◆ **PROMPT**
Repeat exactly the lines from the one containing "face visible above." through the last line of the records below, both included, and nothing else.

—————

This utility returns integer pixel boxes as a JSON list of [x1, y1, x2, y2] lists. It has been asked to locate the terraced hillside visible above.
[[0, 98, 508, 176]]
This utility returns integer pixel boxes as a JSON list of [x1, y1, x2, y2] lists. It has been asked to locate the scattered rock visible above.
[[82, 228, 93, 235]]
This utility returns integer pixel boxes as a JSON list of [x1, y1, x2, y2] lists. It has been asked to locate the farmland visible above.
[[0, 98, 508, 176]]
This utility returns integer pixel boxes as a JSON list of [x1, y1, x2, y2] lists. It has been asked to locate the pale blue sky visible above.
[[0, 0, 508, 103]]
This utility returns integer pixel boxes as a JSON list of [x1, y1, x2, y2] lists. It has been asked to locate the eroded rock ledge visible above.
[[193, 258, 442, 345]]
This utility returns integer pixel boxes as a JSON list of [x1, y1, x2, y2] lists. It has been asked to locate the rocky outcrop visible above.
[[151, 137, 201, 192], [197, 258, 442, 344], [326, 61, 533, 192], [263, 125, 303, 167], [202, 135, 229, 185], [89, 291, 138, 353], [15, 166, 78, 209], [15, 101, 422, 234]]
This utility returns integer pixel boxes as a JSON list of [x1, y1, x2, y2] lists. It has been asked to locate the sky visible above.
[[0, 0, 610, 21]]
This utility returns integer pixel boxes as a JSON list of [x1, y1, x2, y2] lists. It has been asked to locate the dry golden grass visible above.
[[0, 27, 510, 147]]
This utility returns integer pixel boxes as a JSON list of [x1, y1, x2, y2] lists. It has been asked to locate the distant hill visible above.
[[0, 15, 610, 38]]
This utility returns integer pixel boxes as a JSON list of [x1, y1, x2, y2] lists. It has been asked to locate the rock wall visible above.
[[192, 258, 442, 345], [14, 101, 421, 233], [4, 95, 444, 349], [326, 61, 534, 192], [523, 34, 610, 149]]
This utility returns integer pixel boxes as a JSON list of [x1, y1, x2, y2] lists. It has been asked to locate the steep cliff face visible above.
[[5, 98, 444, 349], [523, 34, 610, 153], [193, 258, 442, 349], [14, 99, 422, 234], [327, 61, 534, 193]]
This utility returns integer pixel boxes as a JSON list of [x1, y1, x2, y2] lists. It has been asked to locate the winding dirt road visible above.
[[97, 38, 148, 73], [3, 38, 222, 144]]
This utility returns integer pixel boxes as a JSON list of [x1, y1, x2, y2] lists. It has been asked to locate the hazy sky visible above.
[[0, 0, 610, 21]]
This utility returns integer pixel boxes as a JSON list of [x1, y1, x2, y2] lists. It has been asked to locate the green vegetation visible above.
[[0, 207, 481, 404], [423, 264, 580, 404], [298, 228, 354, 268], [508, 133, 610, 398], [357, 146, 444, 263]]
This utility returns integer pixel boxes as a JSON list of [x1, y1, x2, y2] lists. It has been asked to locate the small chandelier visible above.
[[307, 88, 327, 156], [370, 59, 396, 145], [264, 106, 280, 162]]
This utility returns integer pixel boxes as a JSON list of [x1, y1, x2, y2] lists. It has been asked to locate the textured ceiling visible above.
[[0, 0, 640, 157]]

—————

◆ **SOLUTION**
This utility returns integer pixel boxes as a JSON list of [x1, y1, x2, y2] lists. It has been asked to locate the steep cliff face visible above.
[[5, 98, 444, 349], [523, 34, 610, 153], [193, 258, 442, 349], [14, 99, 422, 234], [327, 61, 534, 193]]
This utility returns integer pixel boxes as a JSON list of [x1, y1, x2, y2] lists. It has been asked to locate the winding dirt road visible above.
[[97, 38, 148, 73], [3, 38, 222, 144]]
This utility returns integer pixel boxes as a JSON list of [x1, y1, x2, y2] lists. It has been asked to locate the hazy sky visible above.
[[0, 0, 610, 21]]
This utility returns integer pixel boxes as a JSON list of [x1, y1, x2, y2] lists. It has been asked to locate the green vegetation visible above.
[[0, 207, 481, 404], [423, 264, 580, 404], [298, 228, 354, 268], [508, 133, 610, 398], [357, 146, 444, 263]]
This utility returns integer pixel boxes as a JSON list of [x1, y1, x2, y2] lists. It has been asked to locate the small chandelier visible above.
[[307, 88, 327, 156], [370, 59, 396, 145], [264, 106, 280, 162]]
This utility returns integer pixel boxes as a JSON list of [x1, y1, x2, y2] lists. It has been asked to locate the textured ceiling visible above.
[[0, 0, 640, 157]]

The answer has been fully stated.